YOUR TASKS ::
**1.** Set down the part of the Lawrence Krader biography between "Lawrence Krader (December" and "the Russian language.", inclusive.
**2.** Answer the following from the Lawrence Krader biography:
(a) What award was Krader granted when he graduated from CCNY in 1941?
(b) With whom did he study linguistics at Columbia University?
(c) Who supervised his PhD at Harvard?

= Lawrence Krader =

American anthropologist

Lawrence Krader (December 9, 1919 – November 18, 1998) was an American anthropologist and ethnologist.

==Early life==
Krader was born on December 9, 1919, in Jamaica, New York. In 1936, at the Philosophy Department of the City College of New York (CCNY), he studied Aristotle with Abraham Edel, Leibniz with Philipp P. Wiener, and mathematical logic and linguistics with Alfred Tarski. In 1937–1938, he also studied logic with Rudolf Carnap and ethnology with Franz Boas. In 1941, Krader graduated with a Bachelor of Arts degree at CCNY and was granted the Ketcham Award for Philosophy. As the United States entered World War II, Krader joined the merchant navy and traveled to the Russian Arctic port of Arkhangelsk before travelling to Leningrad (now Saint Petersburg) where he learned the Russian language.

==Post-war career==
After the war, Krader returned to the US and studied linguistics (1945–1947) at Columbia University with Roman Jakobson and André Martinet. During this time, he developed an interpretation of human evolution which resulted in him leaving his focus on philosophy and commencing an intensive study of the Eurasian nomads; becoming a fellow of the Far Eastern Institute at the University of Washington in Seattle. His new research interests probably also owed something to his meeting with Karl Wittfogel in 1947, whom he helped with research and Russian translations and also to his contact with Karl Korsch. Krader was Wittfogel's assistant from 1948 to 1951. In 1952, Krader taught linguistics as a Fellow of the Russian Research Center at Harvard and married his wife Dr. Barbara Lattimer in 1953. In 1954 he graduated at Harvard with a PhD on "Kinship Systems of the Altaic-speaking peoples of the Asian Steppes" (supervised by Clyde Kluckhohn).

RECORDS SHOWN ::
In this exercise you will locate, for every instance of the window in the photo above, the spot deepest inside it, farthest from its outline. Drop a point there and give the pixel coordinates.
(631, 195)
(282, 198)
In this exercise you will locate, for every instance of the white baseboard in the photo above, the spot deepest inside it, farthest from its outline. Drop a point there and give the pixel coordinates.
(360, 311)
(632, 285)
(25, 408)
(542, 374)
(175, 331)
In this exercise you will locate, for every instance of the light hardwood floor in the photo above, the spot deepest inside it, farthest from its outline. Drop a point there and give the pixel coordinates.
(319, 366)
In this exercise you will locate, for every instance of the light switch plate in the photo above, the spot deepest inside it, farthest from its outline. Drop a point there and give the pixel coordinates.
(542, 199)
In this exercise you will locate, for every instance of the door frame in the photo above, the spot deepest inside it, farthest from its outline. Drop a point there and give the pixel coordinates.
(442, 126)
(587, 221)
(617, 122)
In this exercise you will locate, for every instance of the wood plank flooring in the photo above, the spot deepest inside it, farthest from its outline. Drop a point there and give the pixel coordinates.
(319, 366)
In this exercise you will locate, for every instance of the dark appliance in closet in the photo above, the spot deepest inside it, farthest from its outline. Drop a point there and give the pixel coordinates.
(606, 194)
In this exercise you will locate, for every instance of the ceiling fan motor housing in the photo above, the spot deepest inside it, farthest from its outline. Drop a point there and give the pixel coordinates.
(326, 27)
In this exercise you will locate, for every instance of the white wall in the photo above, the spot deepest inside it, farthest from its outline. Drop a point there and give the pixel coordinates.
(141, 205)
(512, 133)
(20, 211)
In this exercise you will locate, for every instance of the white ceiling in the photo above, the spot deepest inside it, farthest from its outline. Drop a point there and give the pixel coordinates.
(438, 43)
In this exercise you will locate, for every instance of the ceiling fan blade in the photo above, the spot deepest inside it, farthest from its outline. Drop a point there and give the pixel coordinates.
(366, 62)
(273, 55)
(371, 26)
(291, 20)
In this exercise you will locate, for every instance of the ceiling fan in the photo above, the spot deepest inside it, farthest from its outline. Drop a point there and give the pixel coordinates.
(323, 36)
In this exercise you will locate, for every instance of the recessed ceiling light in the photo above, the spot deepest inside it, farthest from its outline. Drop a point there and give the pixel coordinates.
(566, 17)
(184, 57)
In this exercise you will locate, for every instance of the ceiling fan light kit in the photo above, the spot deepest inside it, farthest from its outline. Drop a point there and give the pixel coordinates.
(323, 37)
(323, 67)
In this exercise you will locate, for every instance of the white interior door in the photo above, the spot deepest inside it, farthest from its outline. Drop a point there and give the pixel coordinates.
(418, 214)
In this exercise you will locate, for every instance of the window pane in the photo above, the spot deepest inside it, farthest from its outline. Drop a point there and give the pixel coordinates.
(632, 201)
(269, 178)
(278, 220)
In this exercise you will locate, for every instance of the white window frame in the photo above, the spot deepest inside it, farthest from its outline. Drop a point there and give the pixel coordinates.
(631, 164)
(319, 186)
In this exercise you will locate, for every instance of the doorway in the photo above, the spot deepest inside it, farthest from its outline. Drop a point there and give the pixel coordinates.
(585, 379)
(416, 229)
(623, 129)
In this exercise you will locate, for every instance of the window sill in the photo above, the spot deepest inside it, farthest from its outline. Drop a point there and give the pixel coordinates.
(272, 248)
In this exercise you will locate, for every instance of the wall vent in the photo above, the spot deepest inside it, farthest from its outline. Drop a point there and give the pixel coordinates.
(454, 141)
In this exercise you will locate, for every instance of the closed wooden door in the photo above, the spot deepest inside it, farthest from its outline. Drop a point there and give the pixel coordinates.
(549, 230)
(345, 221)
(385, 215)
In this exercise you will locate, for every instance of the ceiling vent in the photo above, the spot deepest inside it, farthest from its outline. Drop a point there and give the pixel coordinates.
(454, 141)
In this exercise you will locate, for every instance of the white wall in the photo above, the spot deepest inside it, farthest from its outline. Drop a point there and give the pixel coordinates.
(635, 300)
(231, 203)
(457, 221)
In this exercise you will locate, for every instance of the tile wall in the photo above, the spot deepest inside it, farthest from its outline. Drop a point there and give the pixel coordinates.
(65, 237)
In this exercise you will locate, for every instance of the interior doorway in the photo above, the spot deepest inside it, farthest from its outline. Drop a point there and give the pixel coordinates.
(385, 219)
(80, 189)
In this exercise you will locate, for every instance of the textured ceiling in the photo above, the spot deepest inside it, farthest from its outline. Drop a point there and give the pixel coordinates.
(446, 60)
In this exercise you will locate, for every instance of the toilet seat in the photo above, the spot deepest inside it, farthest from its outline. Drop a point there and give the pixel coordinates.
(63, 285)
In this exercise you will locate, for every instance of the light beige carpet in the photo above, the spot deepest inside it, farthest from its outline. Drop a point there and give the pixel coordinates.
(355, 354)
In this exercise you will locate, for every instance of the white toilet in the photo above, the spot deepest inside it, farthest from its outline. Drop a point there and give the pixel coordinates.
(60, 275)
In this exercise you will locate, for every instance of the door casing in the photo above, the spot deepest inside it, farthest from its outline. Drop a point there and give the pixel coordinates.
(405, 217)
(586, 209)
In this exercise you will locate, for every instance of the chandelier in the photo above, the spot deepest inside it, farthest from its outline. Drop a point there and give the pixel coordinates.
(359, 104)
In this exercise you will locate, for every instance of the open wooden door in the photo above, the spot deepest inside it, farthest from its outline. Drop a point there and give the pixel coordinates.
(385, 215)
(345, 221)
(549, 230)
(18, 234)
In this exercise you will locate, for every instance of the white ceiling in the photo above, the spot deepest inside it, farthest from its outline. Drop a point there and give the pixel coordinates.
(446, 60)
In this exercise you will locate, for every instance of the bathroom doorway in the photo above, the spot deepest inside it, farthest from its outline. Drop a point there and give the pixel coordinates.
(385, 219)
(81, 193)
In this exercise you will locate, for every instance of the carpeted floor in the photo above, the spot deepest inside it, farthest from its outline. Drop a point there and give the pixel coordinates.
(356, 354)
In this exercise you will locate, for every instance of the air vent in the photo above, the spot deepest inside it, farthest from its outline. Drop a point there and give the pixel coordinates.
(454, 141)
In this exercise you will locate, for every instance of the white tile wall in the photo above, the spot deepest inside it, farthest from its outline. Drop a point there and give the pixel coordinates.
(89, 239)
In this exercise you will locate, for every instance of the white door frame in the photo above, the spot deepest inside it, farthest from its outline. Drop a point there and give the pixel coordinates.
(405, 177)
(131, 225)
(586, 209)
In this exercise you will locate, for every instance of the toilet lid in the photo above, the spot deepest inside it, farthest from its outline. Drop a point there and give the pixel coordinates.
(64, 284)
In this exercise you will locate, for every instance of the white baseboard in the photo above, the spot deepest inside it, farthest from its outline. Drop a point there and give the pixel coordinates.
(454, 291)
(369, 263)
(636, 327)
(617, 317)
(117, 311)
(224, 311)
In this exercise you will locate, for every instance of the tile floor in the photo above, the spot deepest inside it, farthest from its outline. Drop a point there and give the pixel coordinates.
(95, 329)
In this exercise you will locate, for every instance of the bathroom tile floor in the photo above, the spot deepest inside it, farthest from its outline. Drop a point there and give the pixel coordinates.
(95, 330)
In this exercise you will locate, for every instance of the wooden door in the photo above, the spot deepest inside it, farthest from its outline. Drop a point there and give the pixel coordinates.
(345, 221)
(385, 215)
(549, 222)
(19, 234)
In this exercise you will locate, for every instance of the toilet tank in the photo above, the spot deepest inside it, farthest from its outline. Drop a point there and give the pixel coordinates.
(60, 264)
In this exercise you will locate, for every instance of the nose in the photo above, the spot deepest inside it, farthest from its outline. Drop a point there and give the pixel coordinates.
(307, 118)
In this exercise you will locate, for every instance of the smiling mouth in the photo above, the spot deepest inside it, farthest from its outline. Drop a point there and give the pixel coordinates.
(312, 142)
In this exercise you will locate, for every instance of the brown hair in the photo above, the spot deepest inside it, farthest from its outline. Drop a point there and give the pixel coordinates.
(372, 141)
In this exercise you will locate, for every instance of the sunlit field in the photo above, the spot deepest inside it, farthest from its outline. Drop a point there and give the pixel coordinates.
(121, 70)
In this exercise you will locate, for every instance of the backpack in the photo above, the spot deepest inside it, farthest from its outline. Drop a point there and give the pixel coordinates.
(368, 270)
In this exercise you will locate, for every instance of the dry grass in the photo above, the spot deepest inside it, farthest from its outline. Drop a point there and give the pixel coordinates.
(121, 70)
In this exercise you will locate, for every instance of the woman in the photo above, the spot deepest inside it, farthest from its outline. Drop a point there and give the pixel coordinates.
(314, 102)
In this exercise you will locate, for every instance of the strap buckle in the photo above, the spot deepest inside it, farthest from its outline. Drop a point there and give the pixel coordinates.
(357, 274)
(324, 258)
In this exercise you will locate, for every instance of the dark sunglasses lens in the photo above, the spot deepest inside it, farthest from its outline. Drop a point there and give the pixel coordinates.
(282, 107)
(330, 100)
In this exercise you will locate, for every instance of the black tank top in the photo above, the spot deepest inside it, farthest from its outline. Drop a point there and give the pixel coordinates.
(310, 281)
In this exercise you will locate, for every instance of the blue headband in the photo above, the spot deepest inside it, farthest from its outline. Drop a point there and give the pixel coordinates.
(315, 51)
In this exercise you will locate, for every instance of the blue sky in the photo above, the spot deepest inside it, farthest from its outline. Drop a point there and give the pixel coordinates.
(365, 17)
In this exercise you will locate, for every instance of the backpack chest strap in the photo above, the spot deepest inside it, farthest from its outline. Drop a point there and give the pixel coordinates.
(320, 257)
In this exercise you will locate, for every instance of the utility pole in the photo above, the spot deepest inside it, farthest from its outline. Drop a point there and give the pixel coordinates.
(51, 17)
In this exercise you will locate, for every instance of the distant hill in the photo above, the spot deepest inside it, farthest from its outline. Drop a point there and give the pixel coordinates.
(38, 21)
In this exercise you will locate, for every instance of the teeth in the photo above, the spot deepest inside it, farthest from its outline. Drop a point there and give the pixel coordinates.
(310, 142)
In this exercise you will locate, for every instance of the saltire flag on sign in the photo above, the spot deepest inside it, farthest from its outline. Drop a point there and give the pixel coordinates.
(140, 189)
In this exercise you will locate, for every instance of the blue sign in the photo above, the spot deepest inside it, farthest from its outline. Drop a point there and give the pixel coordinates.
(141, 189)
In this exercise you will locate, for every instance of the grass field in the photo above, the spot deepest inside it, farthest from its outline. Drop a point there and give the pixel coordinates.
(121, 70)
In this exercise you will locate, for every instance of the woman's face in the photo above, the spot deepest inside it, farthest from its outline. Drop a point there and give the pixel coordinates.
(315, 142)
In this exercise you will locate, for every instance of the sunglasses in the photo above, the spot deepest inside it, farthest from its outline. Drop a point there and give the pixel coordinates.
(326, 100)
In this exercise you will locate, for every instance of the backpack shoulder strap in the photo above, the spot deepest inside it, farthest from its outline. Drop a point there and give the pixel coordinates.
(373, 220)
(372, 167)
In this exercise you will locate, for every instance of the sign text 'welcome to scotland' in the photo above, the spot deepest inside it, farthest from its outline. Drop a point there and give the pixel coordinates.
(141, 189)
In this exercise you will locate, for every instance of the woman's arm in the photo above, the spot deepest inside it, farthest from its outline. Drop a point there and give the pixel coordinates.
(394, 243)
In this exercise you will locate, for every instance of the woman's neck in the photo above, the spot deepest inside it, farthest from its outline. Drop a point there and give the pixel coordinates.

FINAL RESULTS ::
**1.**
Lawrence Krader (December 9, 1919 – November 18, 1998) was an American anthropologist and ethnologist.

==Early life==
Krader was born on December 9, 1919, in Jamaica, New York. In 1936, at the Philosophy Department of the City College of New York (CCNY), he studied Aristotle with Abraham Edel, Leibniz with Philipp P. Wiener, and mathematical logic and linguistics with Alfred Tarski. In 1937–1938, he also studied logic with Rudolf Carnap and ethnology with Franz Boas. In 1941, Krader graduated with a Bachelor of Arts degree at CCNY and was granted the Ketcham Award for Philosophy. As the United States entered World War II, Krader joined the merchant navy and traveled to the Russian Arctic port of Arkhangelsk before travelling to Leningrad (now Saint Petersburg) where he learned the Russian language.

**2.**
(a) The Ketcham Award for Philosophy.
(b) Roman Jakobson and André Martinet.
(c) Clyde Kluckhohn.